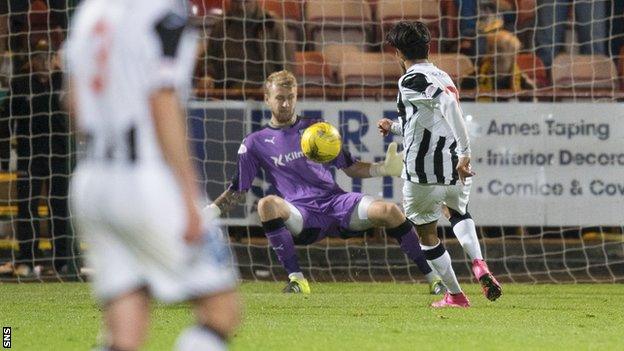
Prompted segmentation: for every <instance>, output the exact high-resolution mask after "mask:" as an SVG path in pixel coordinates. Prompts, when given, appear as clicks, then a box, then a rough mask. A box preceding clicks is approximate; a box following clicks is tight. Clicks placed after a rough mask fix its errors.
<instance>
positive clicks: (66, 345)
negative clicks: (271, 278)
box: [0, 283, 624, 351]
mask: <svg viewBox="0 0 624 351" xmlns="http://www.w3.org/2000/svg"><path fill="white" fill-rule="evenodd" d="M282 285H283V284H282V283H244V284H243V285H242V286H241V293H242V296H243V300H244V304H245V313H244V322H243V325H242V326H241V328H240V330H239V331H238V332H237V333H236V336H235V337H234V339H233V341H232V349H233V350H321V351H329V350H358V351H359V350H393V351H394V350H477V349H478V350H534V349H540V350H567V351H569V350H589V349H595V350H618V349H619V350H621V349H622V348H624V331H623V329H622V326H623V325H624V285H619V284H615V285H601V284H585V285H523V284H505V285H504V294H503V297H502V298H501V299H499V301H497V302H494V303H492V302H489V301H487V300H485V298H484V297H483V296H482V295H481V293H480V290H479V287H478V286H477V285H474V284H464V288H465V289H466V291H467V293H468V294H469V297H470V299H471V302H472V305H473V307H472V308H470V309H461V310H460V309H446V310H434V309H431V308H429V307H427V306H428V304H429V303H430V302H431V301H433V300H434V299H435V298H436V297H433V296H430V295H428V294H426V292H427V287H426V286H425V285H419V284H393V283H316V284H312V289H313V291H312V294H311V295H307V296H303V295H285V294H282V293H280V292H279V291H280V289H281V288H282ZM152 317H153V318H152V328H151V333H150V340H149V343H148V344H147V345H146V347H145V350H171V349H172V345H173V343H174V340H175V338H176V335H177V334H178V333H179V332H180V330H181V329H182V328H183V327H184V326H185V325H188V324H189V323H191V322H192V317H191V314H190V312H189V309H188V306H187V305H185V304H179V305H173V306H163V305H160V304H156V305H154V309H153V314H152ZM0 324H1V326H10V327H12V333H13V335H12V342H13V347H12V349H14V350H89V349H90V348H91V347H93V346H95V345H96V340H97V334H98V330H99V328H100V325H101V322H100V311H99V309H98V307H97V305H96V304H95V303H94V302H93V301H92V300H91V296H90V292H89V287H88V285H86V284H80V283H65V284H55V283H46V284H39V283H37V284H19V285H16V284H0Z"/></svg>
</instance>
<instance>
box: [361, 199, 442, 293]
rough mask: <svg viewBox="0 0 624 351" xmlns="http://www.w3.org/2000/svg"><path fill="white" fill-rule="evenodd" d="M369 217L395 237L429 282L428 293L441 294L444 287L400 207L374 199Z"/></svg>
mask: <svg viewBox="0 0 624 351" xmlns="http://www.w3.org/2000/svg"><path fill="white" fill-rule="evenodd" d="M368 217H369V219H370V220H371V221H372V222H373V223H375V224H376V225H379V226H382V227H385V228H386V234H388V235H389V236H391V237H393V238H394V239H396V241H397V242H398V243H399V246H400V247H401V250H403V252H404V253H405V255H406V256H407V257H409V258H410V259H411V260H412V261H413V262H414V263H416V266H418V270H420V272H421V273H422V274H423V275H424V276H425V278H426V279H427V282H429V293H431V294H432V295H439V294H443V293H444V292H445V291H446V287H445V286H444V284H443V283H442V280H441V279H440V277H439V276H438V275H437V274H436V273H435V272H434V271H433V270H432V269H431V266H429V264H428V263H427V260H426V259H425V256H424V255H423V252H422V250H421V248H420V242H419V239H418V235H417V234H416V230H415V229H414V227H413V225H412V223H411V222H410V221H409V220H408V219H407V218H405V215H404V214H403V212H402V211H401V209H400V208H399V207H398V206H397V205H396V204H393V203H390V202H385V201H375V202H373V203H371V204H370V207H369V209H368Z"/></svg>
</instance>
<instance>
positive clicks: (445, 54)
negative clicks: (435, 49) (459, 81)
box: [430, 54, 475, 84]
mask: <svg viewBox="0 0 624 351" xmlns="http://www.w3.org/2000/svg"><path fill="white" fill-rule="evenodd" d="M430 59H431V62H433V63H434V64H435V65H436V66H438V68H440V69H441V70H443V71H445V72H446V73H448V75H449V76H450V77H451V79H453V81H454V82H455V84H458V82H459V80H460V79H461V78H463V77H466V76H468V75H470V74H472V73H474V71H475V67H474V65H473V64H472V61H470V59H469V58H468V56H466V55H462V54H436V55H432V56H431V57H430Z"/></svg>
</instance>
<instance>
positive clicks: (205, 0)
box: [191, 0, 230, 17]
mask: <svg viewBox="0 0 624 351" xmlns="http://www.w3.org/2000/svg"><path fill="white" fill-rule="evenodd" d="M229 7H230V0H191V11H192V13H193V15H194V16H197V17H203V16H221V15H223V13H224V12H225V11H226V10H227V9H228V8H229Z"/></svg>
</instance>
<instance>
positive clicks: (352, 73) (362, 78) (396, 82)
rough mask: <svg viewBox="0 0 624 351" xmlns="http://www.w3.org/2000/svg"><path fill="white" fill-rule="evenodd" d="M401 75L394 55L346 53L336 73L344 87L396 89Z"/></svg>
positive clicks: (372, 52) (357, 52)
mask: <svg viewBox="0 0 624 351" xmlns="http://www.w3.org/2000/svg"><path fill="white" fill-rule="evenodd" d="M401 75H402V70H401V66H400V65H399V63H398V61H397V59H396V57H395V56H394V55H390V54H386V53H373V52H347V53H345V54H344V56H343V60H342V62H341V64H340V68H339V71H338V82H339V83H341V84H343V85H345V86H356V87H359V86H364V87H380V86H393V87H396V84H397V80H398V79H399V77H401Z"/></svg>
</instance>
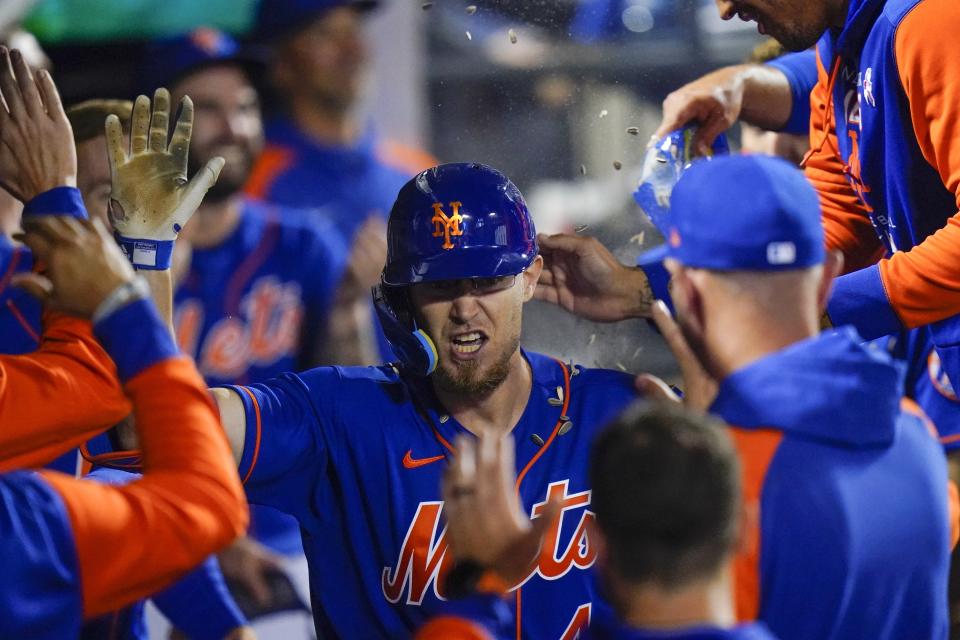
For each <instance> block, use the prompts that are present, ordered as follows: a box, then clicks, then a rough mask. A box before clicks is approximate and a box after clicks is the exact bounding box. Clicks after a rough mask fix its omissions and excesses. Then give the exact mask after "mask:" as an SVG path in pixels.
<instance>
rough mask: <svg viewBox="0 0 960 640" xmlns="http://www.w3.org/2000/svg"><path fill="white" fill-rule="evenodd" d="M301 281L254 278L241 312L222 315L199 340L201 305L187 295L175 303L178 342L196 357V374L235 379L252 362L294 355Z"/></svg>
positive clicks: (277, 359) (242, 307)
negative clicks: (200, 341)
mask: <svg viewBox="0 0 960 640" xmlns="http://www.w3.org/2000/svg"><path fill="white" fill-rule="evenodd" d="M301 298H302V295H301V292H300V285H299V284H297V283H295V282H281V281H280V280H278V279H277V278H273V277H264V278H260V279H259V280H257V281H256V282H255V283H254V284H253V286H252V287H251V288H250V291H249V292H248V293H247V295H245V296H244V297H243V298H242V299H241V301H240V309H239V311H240V314H239V315H238V316H227V317H225V318H221V319H220V320H218V321H217V322H216V324H214V325H213V326H212V327H210V330H209V331H208V332H207V334H206V336H204V337H203V344H198V341H199V340H200V334H201V331H202V328H203V321H204V318H203V313H204V312H203V305H202V304H201V303H200V301H199V300H192V299H188V300H186V301H184V302H183V303H181V304H179V305H177V313H176V321H175V323H174V324H175V325H176V333H177V343H178V344H179V345H180V348H181V349H183V351H184V352H185V353H189V354H192V355H195V357H196V359H197V364H198V365H199V368H200V372H201V373H202V374H204V375H212V376H216V377H218V378H227V379H229V378H236V377H238V376H240V375H243V374H244V373H245V372H246V371H247V369H248V368H249V367H251V366H253V365H259V366H267V365H270V364H273V363H274V362H276V361H277V360H279V359H280V358H283V357H285V356H287V355H290V354H293V353H295V352H296V350H297V349H298V347H299V344H300V325H301V322H302V319H303V303H302V301H301Z"/></svg>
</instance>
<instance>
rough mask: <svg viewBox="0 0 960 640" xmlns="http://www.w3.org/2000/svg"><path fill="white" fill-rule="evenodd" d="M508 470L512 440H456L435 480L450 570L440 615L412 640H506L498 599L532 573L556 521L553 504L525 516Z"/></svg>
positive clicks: (510, 624)
mask: <svg viewBox="0 0 960 640" xmlns="http://www.w3.org/2000/svg"><path fill="white" fill-rule="evenodd" d="M515 469H516V466H515V464H514V445H513V439H512V438H509V437H507V438H502V437H500V436H499V435H493V434H489V433H484V434H481V436H480V437H479V438H478V440H477V441H476V442H474V441H473V440H471V439H468V438H465V437H462V436H461V437H459V438H458V439H457V442H456V453H455V454H454V457H453V461H452V462H451V463H450V466H449V467H448V469H447V472H446V474H445V475H444V478H443V513H444V516H445V517H446V520H447V529H446V531H447V540H448V542H449V544H450V550H451V551H452V552H453V554H454V558H455V560H456V565H455V567H454V569H453V570H452V571H451V572H450V574H448V578H447V585H446V587H447V593H448V596H449V597H448V600H447V602H446V603H445V605H444V607H445V608H444V609H443V612H442V613H441V614H440V615H438V616H436V617H435V618H433V619H432V620H430V621H428V622H427V624H425V625H424V626H423V627H422V628H421V629H420V630H419V631H418V632H417V634H416V636H415V638H416V639H417V640H435V639H437V640H439V639H440V638H447V639H454V640H474V639H478V640H479V639H480V638H491V637H495V638H500V637H503V638H509V637H513V635H512V633H510V632H512V631H513V630H514V625H513V624H505V621H508V620H509V617H510V614H509V611H508V610H507V608H506V605H505V603H504V602H503V601H502V600H501V599H500V596H501V595H502V594H503V592H504V591H505V590H506V589H507V588H509V587H510V586H512V585H515V584H518V583H519V582H521V581H522V580H523V579H524V578H525V577H526V576H527V575H528V574H529V572H530V571H531V570H532V568H533V565H534V564H535V563H536V561H537V558H538V557H539V555H540V549H541V547H542V545H543V536H544V534H545V533H546V531H547V528H548V527H549V526H551V525H553V524H554V523H555V521H556V518H557V517H558V516H559V515H560V504H559V503H558V502H556V501H551V502H549V503H547V505H546V507H545V509H544V511H543V512H542V513H541V514H540V515H539V516H538V517H537V518H535V519H534V520H530V518H528V517H527V515H526V514H525V513H524V512H523V509H522V508H521V505H520V499H519V497H518V496H517V493H516V491H515V489H514V482H515V480H516V471H515Z"/></svg>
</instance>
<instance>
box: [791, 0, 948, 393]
mask: <svg viewBox="0 0 960 640" xmlns="http://www.w3.org/2000/svg"><path fill="white" fill-rule="evenodd" d="M848 5H849V6H848V9H847V17H846V21H845V24H844V26H843V28H841V29H836V30H831V31H828V32H827V33H826V34H825V35H824V36H823V37H822V38H821V40H820V42H819V43H818V45H817V66H818V81H817V84H816V86H815V88H814V90H813V92H812V94H811V110H812V117H811V120H810V143H811V152H810V154H809V155H808V157H807V160H806V163H805V168H806V174H807V177H808V178H809V179H810V180H811V182H813V184H814V186H815V187H816V188H817V191H818V192H819V194H820V199H821V205H822V209H823V221H824V227H825V231H826V240H827V244H828V246H829V247H831V248H834V249H839V250H841V251H842V252H843V254H844V257H845V258H846V267H845V268H846V269H847V273H846V274H845V275H843V276H841V277H839V278H838V279H837V282H836V285H835V288H834V292H833V295H832V297H831V300H830V303H829V306H828V309H827V311H828V313H829V316H830V319H831V320H832V321H833V323H834V324H835V325H838V326H839V325H842V324H853V325H854V326H855V327H856V328H857V330H858V332H859V333H860V334H861V335H862V336H863V337H864V338H866V339H873V338H878V337H881V336H883V335H888V334H894V333H897V332H899V331H901V330H903V329H912V328H916V327H920V326H924V325H930V332H931V336H932V340H933V343H934V345H935V346H936V349H937V351H938V353H939V357H940V359H941V362H942V366H943V368H944V371H945V372H946V374H947V375H948V377H949V379H950V380H951V381H952V383H953V385H954V390H955V391H956V390H957V384H958V382H960V315H958V314H960V278H958V276H957V273H956V269H955V268H954V265H955V264H956V263H957V261H958V259H960V224H958V223H960V216H958V213H957V208H958V204H960V136H957V135H956V132H955V130H954V123H955V122H957V119H958V116H960V114H958V109H960V106H958V105H960V83H958V82H957V79H958V78H960V59H958V57H957V56H956V55H955V52H954V48H953V41H954V39H955V36H956V33H957V32H958V30H960V13H958V12H957V11H956V4H955V3H954V2H953V1H952V0H850V2H849V3H848Z"/></svg>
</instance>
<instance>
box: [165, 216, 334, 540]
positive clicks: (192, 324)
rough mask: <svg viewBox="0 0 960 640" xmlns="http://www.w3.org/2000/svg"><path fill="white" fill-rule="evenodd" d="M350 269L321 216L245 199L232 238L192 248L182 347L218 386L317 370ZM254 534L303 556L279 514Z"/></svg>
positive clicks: (213, 384)
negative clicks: (340, 282) (336, 298)
mask: <svg viewBox="0 0 960 640" xmlns="http://www.w3.org/2000/svg"><path fill="white" fill-rule="evenodd" d="M346 261H347V248H346V245H345V243H344V242H343V239H342V237H341V235H340V234H339V232H338V231H337V230H336V229H335V228H334V227H333V225H332V224H331V223H330V222H329V221H328V220H327V218H326V217H325V216H324V214H323V212H319V211H310V212H306V211H299V210H295V209H290V208H286V207H280V206H277V205H273V204H266V203H263V202H258V201H255V200H251V199H246V200H245V201H244V202H243V208H242V210H241V213H240V221H239V223H238V224H237V227H236V229H234V231H233V232H232V233H231V234H230V236H229V237H227V238H226V239H225V240H224V241H223V242H221V243H220V244H218V245H217V246H215V247H210V248H204V249H194V251H193V254H192V256H191V261H190V270H189V272H188V273H187V275H186V276H185V277H184V278H183V281H182V282H181V283H180V285H179V286H178V287H177V290H176V292H175V293H174V326H175V329H176V335H177V342H178V344H179V345H180V348H181V349H183V351H184V352H185V353H187V354H188V355H191V356H193V357H194V359H195V360H196V362H197V368H198V369H199V370H200V373H201V374H202V375H203V377H204V379H205V380H206V381H207V384H208V385H211V386H213V385H218V384H249V383H253V382H263V381H265V380H269V379H270V378H273V377H275V376H278V375H280V374H281V373H284V372H286V371H300V370H303V369H305V368H309V367H312V366H316V365H317V364H318V362H317V357H318V349H319V348H320V346H321V341H322V340H323V338H324V336H325V334H326V333H327V328H326V323H327V318H328V316H329V314H330V309H331V306H332V305H333V302H334V298H335V295H336V290H337V287H338V285H339V283H340V280H341V279H342V277H343V273H344V268H345V266H346ZM250 535H251V536H252V537H254V538H255V539H257V540H258V541H260V542H262V543H263V544H265V545H267V546H268V547H270V548H271V549H273V550H274V551H277V552H278V553H282V554H284V555H300V554H302V553H303V550H302V545H301V543H300V528H299V527H298V526H297V523H296V522H295V521H294V520H293V519H292V518H290V517H289V516H285V515H283V514H280V513H277V512H276V511H275V510H273V509H268V508H264V507H253V509H252V510H251V525H250Z"/></svg>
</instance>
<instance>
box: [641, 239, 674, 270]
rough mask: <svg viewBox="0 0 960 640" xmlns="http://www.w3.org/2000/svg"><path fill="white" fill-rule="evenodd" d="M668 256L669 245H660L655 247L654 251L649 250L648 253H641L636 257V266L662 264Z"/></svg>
mask: <svg viewBox="0 0 960 640" xmlns="http://www.w3.org/2000/svg"><path fill="white" fill-rule="evenodd" d="M669 254H670V247H669V245H667V243H663V244H662V245H660V246H659V247H656V248H655V249H650V250H649V251H644V252H643V253H641V254H640V255H639V256H638V257H637V266H638V267H646V266H648V265H651V264H657V263H659V262H663V260H664V258H666V257H667V256H668V255H669Z"/></svg>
+ + +
What to work on
Report each line of the listing above that uses the word "exact".

Written solution
Prompted segmentation: for every <instance>, output the exact high-resolution mask after "mask:" as an SVG path in pixel coordinates. Prompts, when given, appear as clicks, then a box, then a rough mask. A box preceding clicks is approximate; a box following clicks is tight. Clicks placed after a rough mask fix its errors.
For each <instance> block, use the prompts that are present, ordered as follows: a box, then clicks, then a rough mask. A box before clicks is approximate and a box after clicks is the exact bounding box. Clicks after a rough mask fix its omissions and excesses. Then give the exact mask after "mask:" as an SVG path in pixels.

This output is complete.